Supplied records:
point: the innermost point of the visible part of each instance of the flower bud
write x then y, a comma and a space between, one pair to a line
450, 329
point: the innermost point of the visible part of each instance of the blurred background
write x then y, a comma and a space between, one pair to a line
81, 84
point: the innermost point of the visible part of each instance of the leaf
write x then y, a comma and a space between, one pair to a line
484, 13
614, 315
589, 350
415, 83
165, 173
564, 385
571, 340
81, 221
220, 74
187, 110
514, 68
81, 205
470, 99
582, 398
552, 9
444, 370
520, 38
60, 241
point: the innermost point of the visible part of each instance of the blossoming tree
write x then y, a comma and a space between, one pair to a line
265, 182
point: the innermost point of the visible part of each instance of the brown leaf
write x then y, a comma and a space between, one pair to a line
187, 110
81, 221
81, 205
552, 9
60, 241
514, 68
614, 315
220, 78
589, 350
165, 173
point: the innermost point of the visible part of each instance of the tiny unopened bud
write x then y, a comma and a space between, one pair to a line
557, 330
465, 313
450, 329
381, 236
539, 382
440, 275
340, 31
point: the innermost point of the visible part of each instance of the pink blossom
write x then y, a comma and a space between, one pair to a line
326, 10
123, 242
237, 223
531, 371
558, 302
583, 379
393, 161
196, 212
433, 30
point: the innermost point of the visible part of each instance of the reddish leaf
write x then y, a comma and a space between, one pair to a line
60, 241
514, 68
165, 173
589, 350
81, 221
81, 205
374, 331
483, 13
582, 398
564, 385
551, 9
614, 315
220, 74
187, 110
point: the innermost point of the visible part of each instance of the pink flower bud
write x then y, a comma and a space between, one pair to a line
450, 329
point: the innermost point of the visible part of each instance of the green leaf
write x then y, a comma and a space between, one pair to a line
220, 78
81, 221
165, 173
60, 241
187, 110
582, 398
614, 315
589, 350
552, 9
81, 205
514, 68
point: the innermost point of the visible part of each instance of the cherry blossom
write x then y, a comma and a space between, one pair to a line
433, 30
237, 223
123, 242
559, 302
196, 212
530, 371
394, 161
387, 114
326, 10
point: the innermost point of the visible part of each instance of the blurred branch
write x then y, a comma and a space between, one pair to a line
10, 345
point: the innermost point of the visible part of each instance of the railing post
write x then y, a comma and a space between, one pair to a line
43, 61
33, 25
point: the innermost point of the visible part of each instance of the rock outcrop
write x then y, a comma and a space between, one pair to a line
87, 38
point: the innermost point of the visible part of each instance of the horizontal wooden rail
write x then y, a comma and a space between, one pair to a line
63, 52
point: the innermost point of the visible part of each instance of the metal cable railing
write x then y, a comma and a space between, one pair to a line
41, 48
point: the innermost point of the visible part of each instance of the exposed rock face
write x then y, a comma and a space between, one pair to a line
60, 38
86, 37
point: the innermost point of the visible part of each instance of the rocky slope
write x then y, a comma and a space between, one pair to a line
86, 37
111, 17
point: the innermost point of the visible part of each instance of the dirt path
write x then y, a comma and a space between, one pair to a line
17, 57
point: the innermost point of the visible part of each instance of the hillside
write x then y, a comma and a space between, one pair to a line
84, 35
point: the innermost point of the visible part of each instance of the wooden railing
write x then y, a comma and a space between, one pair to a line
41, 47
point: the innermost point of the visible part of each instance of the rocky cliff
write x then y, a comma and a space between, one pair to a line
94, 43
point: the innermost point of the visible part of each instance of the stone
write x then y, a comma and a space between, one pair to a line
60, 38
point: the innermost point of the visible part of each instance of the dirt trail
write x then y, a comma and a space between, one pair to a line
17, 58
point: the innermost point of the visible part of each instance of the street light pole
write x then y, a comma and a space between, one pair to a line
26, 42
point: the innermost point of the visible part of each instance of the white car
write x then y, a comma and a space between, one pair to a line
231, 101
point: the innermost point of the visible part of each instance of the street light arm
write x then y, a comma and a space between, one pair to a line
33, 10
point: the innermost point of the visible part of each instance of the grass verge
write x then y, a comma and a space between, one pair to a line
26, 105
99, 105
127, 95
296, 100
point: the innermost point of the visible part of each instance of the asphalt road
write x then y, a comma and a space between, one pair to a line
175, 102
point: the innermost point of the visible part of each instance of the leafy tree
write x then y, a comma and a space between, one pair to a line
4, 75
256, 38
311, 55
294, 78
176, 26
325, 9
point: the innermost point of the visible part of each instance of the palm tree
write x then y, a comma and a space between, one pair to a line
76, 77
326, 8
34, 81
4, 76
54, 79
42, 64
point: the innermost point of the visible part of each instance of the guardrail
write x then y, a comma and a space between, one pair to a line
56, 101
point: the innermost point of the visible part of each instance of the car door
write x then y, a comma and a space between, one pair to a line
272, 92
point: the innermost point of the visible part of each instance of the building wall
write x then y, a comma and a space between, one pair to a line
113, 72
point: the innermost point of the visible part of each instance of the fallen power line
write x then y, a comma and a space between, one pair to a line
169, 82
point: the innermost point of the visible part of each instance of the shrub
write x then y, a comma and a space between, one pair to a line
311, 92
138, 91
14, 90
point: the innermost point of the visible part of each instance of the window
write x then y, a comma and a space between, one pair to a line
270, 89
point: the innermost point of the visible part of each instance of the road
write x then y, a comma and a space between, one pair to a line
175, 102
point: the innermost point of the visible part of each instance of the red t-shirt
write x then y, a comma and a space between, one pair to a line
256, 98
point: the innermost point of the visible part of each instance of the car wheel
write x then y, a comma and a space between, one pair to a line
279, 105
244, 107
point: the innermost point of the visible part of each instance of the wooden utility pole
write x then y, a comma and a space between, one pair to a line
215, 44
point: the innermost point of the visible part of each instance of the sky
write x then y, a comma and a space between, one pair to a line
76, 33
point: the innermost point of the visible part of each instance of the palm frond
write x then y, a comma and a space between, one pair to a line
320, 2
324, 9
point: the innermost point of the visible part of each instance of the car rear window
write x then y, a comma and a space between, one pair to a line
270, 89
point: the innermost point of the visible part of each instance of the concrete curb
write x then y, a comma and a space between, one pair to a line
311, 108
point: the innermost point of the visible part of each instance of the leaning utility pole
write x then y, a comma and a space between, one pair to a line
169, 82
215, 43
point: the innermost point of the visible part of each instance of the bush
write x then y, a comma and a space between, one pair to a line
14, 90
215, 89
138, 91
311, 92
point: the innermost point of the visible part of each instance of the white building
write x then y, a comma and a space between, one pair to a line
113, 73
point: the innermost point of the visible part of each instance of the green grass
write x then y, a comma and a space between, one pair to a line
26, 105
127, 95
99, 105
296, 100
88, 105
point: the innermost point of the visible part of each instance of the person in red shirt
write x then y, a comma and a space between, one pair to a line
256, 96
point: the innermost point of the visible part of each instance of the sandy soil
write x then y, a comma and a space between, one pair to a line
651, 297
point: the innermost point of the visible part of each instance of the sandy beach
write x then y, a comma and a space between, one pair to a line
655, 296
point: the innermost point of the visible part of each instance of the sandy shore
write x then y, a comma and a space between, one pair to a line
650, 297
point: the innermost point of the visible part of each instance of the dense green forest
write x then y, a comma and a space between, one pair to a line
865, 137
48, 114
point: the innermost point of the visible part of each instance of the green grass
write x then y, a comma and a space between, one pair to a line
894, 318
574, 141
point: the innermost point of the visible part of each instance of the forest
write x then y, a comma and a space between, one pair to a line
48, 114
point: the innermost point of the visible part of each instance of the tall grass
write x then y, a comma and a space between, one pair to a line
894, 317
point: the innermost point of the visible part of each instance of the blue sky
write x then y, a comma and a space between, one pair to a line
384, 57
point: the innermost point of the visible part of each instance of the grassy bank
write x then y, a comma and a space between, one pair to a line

Direction: Give every line of the data above as a JSON array of strings, one string per line, with blank lines omitted.

Solution to this exercise:
[
  "point: the innermost point of the visible part of each instance of the flower bud",
  "write x then y, a comma and a space between, one pair to a line",
  "450, 329",
  "point: the innermost point of the visible part of each instance of the blurred background",
  "write x then y, a comma and a space between, one pair to a line",
  "81, 84",
  "point: the innermost point of the visible part of each instance of the leaf",
  "write x then y, a comma and a space between, one pair to a line",
  "484, 13",
  "614, 315",
  "589, 350",
  "415, 83",
  "165, 173",
  "564, 385",
  "571, 340",
  "81, 221",
  "220, 74",
  "187, 110",
  "514, 68",
  "81, 205",
  "470, 99",
  "582, 398",
  "552, 9",
  "444, 370",
  "520, 38",
  "60, 241",
  "point: the innermost point of the visible part of each instance of the blossoming tree",
  "write x then y, a comma and a space between, one pair to a line",
  "265, 182",
  "point: the innermost point of the visible part of each instance of the brown leaf",
  "write x then y, a comma and a space between, one pair to a line",
  "187, 110",
  "81, 221",
  "81, 205",
  "552, 9",
  "60, 241",
  "514, 68",
  "614, 315",
  "220, 78",
  "589, 350",
  "165, 173",
  "point: the innermost point of the visible part of each instance of the tiny unopened bud",
  "write x then y, a comma and a space between, one pair to a line",
  "557, 330",
  "465, 313",
  "450, 329",
  "381, 236",
  "539, 382",
  "440, 275",
  "340, 31",
  "point: the innermost point of the visible part of each instance of the pink blossom",
  "write x then y, a comma and a space between, one pair to a line",
  "326, 10",
  "123, 242",
  "237, 223",
  "531, 371",
  "558, 302",
  "583, 379",
  "393, 161",
  "196, 212",
  "433, 30",
  "point: the innermost point of the visible part of each instance of the reddish leaf",
  "write x then y, a comma and a space between, one pair to a line",
  "60, 241",
  "514, 68",
  "165, 173",
  "589, 350",
  "81, 221",
  "81, 205",
  "374, 331",
  "483, 13",
  "582, 398",
  "564, 385",
  "551, 9",
  "614, 315",
  "220, 74",
  "187, 110",
  "point: the innermost point of the visible part of each instance of the pink flower bud",
  "write x then y, a comma and a space between, one pair to a line",
  "450, 329",
  "point: the innermost point of the visible part of each instance of the green leaf",
  "write x then y, a comma and a space between, one pair to a line",
  "220, 78",
  "81, 221",
  "165, 173",
  "60, 241",
  "187, 110",
  "582, 398",
  "614, 315",
  "589, 350",
  "552, 9",
  "81, 205",
  "514, 68",
  "point: the innermost point of the visible part of each instance of the cherry blossom",
  "write x then y, a comma and a space between, one pair to a line",
  "433, 30",
  "237, 223",
  "123, 242",
  "559, 302",
  "196, 212",
  "530, 371",
  "394, 161",
  "387, 114",
  "326, 10",
  "point: the innermost point of the visible part of each instance of the blurred branch",
  "write x then y, a comma and a space between, one pair to a line",
  "10, 345",
  "point: the innermost point of the visible part of each instance of the railing post",
  "write x then y, a comma and a space between, one pair to a line",
  "43, 61",
  "33, 25",
  "point: the innermost point of the visible part of each instance of the rock outcrop",
  "write x then y, a comma and a space between, one pair to a line",
  "87, 38",
  "point: the innermost point of the visible part of each instance of the horizontal wooden rail",
  "write x then y, a comma and a space between, one pair to a line",
  "63, 52",
  "point: the innermost point of the visible part of each instance of the metal cable railing",
  "write x then y, a comma and a space between, one pair to a line",
  "41, 48",
  "point: the innermost point of the visible part of each instance of the exposed rock face",
  "write x then y, a comma and a space between, one pair to a line",
  "60, 38",
  "86, 37",
  "point: the innermost point of the visible part of each instance of the rocky slope",
  "write x then y, a comma and a space between, one pair to a line",
  "86, 37",
  "111, 17",
  "point: the innermost point of the visible part of each instance of the dirt path",
  "write x then y, a comma and a space between, one pair to a line",
  "17, 57",
  "point: the innermost point of the visible part of each instance of the hillside",
  "write x then y, a comma and a space between, one pair to a line",
  "84, 35",
  "point: the innermost point of the visible part of each instance of the wooden railing",
  "write x then y, a comma and a space between, one pair to a line",
  "41, 47",
  "point: the innermost point of the visible part of each instance of the rocky cliff",
  "write x then y, a comma and a space between, one pair to a line",
  "94, 43",
  "point: the innermost point of the visible part of each instance of the stone",
  "write x then y, a comma and a space between, one pair to a line",
  "60, 38",
  "point: the innermost point of the visible part of each instance of the dirt trail",
  "write x then y, a comma and a space between, one pair to a line",
  "17, 58",
  "point: the innermost point of the visible part of each instance of the street light pole",
  "write x then y, a comma and a space between, one pair to a line",
  "26, 42",
  "point: the innermost point of the visible part of each instance of the white car",
  "write x then y, a comma and a space between, one pair to a line",
  "231, 101",
  "point: the innermost point of the visible part of each instance of the street light arm",
  "write x then y, a comma and a space between, one pair to a line",
  "33, 10",
  "point: the innermost point of the visible part of each instance of the grass verge",
  "write x then y, a comma and a space between, one pair to a line",
  "26, 105",
  "99, 105",
  "127, 95",
  "296, 100",
  "point: the innermost point of the visible part of each instance of the asphalt road",
  "write x then y, a comma and a space between, one pair to a line",
  "175, 102",
  "point: the innermost point of the visible part of each instance of the leafy tree",
  "write x then y, a comma and a space between, one pair to a line",
  "4, 75",
  "256, 38",
  "311, 55",
  "294, 78",
  "176, 26",
  "325, 9",
  "point: the innermost point of the visible part of each instance of the palm tree",
  "write x then y, a comma and a space between, one pair to a line",
  "76, 77",
  "326, 8",
  "34, 81",
  "4, 76",
  "54, 79",
  "42, 64",
  "point: the innermost point of the visible part of each instance of the guardrail",
  "write x then y, a comma and a space between, one pair to a line",
  "56, 101",
  "point: the innermost point of the visible part of each instance of the car door",
  "write x then y, a comma and a space between, one pair to a line",
  "272, 92",
  "point: the innermost point of the visible part of each instance of the building wall",
  "write x then y, a comma and a space between, one pair to a line",
  "113, 72",
  "point: the innermost point of the visible part of each instance of the fallen power line",
  "write x then y, a comma and a space between, one pair to a line",
  "169, 82",
  "point: the innermost point of the visible part of each instance of the shrub",
  "write x then y, a comma and a space between, one pair to a line",
  "311, 92",
  "138, 91",
  "14, 90",
  "point: the innermost point of the visible part of each instance of the window",
  "write x then y, a comma and a space between, one pair to a line",
  "270, 89",
  "point: the innermost point of the visible part of each instance of the road",
  "write x then y, a comma and a space between, one pair to a line",
  "175, 102",
  "point: the innermost point of the visible part of each instance of the red t-shirt",
  "write x then y, a comma and a space between, one pair to a line",
  "256, 98",
  "point: the innermost point of the visible part of each instance of the car wheel",
  "write x then y, a comma and a space between, one pair to a line",
  "279, 105",
  "244, 107",
  "point: the innermost point of the visible part of each instance of the wooden utility pole",
  "write x then y, a comma and a space between, one pair to a line",
  "215, 44",
  "point: the innermost point of the visible part of each instance of the sky",
  "write x then y, a comma and a space between, one pair to a line",
  "76, 33",
  "point: the innermost point of the visible part of each instance of the palm frond",
  "write x then y, a comma and a space between, one pair to a line",
  "320, 2",
  "324, 9",
  "point: the innermost point of the visible part of each instance of the car rear window",
  "write x then y, a comma and a space between, one pair to a line",
  "270, 89",
  "point: the innermost point of the visible part of each instance of the concrete curb",
  "write x then y, a comma and a space between, one pair to a line",
  "311, 108",
  "point: the innermost point of the visible part of each instance of the leaning utility pole",
  "write x then y, a comma and a space between, one pair to a line",
  "169, 82",
  "215, 43",
  "point: the innermost point of the visible part of each instance of the bush",
  "write x then y, a comma and a space between, one pair to a line",
  "14, 90",
  "215, 89",
  "138, 91",
  "311, 92",
  "point: the innermost point of the visible part of each instance of the white building",
  "write x then y, a comma and a space between, one pair to a line",
  "113, 73",
  "point: the innermost point of the visible part of each instance of the green grass",
  "write x then y, a comma and a space between, one pair to a line",
  "26, 105",
  "127, 95",
  "99, 105",
  "296, 100",
  "88, 105",
  "point: the innermost point of the visible part of each instance of the person in red shirt",
  "write x then y, a comma and a space between, one pair to a line",
  "256, 96",
  "point: the innermost point of the visible part of each instance of the sandy soil",
  "write x then y, a comma and a space between, one pair to a line",
  "651, 297",
  "point: the innermost point of the visible part of each instance of the sandy beach",
  "write x then y, a comma and a space between, one pair to a line",
  "655, 296",
  "point: the innermost point of the visible part of each instance of the sandy shore",
  "write x then y, a comma and a space between, one pair to a line",
  "650, 297",
  "point: the innermost point of the visible part of each instance of the dense green forest",
  "write x then y, a comma and a space between, one pair to a line",
  "865, 137",
  "48, 114",
  "point: the innermost point of the visible part of each instance of the green grass",
  "write x then y, a comma and a space between, one pair to a line",
  "894, 318",
  "574, 141",
  "point: the innermost point of the visible part of each instance of the forest",
  "write x then y, a comma and a space between, one pair to a line",
  "48, 114",
  "point: the innermost point of the visible part of each instance of the tall grass",
  "write x then y, a comma and a space between, one pair to a line",
  "894, 317",
  "point: the innermost point of the visible part of each instance of the blue sky",
  "write x then y, a comma and a space between, one pair to a line",
  "384, 57",
  "point: the innermost point of the visible part of each instance of the grassy bank",
  "write x then y, a comma and a space between, one pair to a line"
]